## TASK REQUIREMENTS
Write down exactly the line where "Place one point per instance of the bird's tail." occurs and every line that follows it through the end of the material below; include nothing else.

......

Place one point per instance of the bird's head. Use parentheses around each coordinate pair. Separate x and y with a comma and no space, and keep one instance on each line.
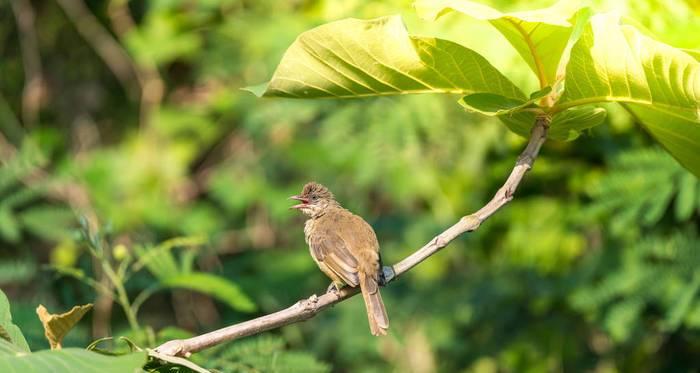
(314,199)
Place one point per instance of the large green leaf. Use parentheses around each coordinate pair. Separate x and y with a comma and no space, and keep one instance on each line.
(565,126)
(540,36)
(69,360)
(8,330)
(218,287)
(656,82)
(357,58)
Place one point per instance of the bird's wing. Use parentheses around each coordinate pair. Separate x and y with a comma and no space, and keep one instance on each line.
(331,250)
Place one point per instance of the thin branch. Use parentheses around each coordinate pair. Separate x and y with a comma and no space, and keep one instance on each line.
(308,308)
(33,79)
(109,50)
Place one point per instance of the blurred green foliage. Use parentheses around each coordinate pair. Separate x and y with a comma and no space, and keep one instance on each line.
(593,267)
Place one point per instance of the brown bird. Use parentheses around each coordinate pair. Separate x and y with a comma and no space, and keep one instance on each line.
(345,247)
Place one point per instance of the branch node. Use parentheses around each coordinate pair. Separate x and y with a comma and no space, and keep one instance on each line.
(470,222)
(175,347)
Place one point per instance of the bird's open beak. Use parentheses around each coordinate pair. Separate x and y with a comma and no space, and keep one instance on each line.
(304,202)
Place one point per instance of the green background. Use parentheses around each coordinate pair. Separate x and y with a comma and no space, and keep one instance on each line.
(593,266)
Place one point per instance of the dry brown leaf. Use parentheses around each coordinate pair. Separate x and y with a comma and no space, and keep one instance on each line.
(57,326)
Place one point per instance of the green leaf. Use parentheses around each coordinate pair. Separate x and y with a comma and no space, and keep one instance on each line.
(9,229)
(493,105)
(69,360)
(178,361)
(540,36)
(56,326)
(678,135)
(215,286)
(659,84)
(359,58)
(685,202)
(10,332)
(565,126)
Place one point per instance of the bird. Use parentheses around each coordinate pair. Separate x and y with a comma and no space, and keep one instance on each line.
(345,248)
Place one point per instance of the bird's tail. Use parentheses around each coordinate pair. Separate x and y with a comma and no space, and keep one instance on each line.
(376,313)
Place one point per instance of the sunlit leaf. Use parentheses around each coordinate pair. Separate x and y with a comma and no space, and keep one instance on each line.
(539,36)
(493,105)
(659,84)
(56,326)
(357,58)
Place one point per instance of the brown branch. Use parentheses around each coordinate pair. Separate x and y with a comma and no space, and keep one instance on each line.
(308,308)
(109,50)
(33,78)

......

## EXPECTED ANSWER
Place one point per instance of the bird's tail. Use parentheses around each coordinate pair. Separate x and y with a comma and no space, and keep one instance on each line.
(376,313)
Place one point per instance of the sunlit leaf. Use parentheses around each coordinate pair. Separate x and y with a comma and no space, and keep one instance on each line.
(539,36)
(493,105)
(659,84)
(56,326)
(357,58)
Place one point per instance of the brown branch. Use parentheses around each coordinate pair. Separate x and y with a comma and no space, and keep one instance on each line.
(308,308)
(109,50)
(33,78)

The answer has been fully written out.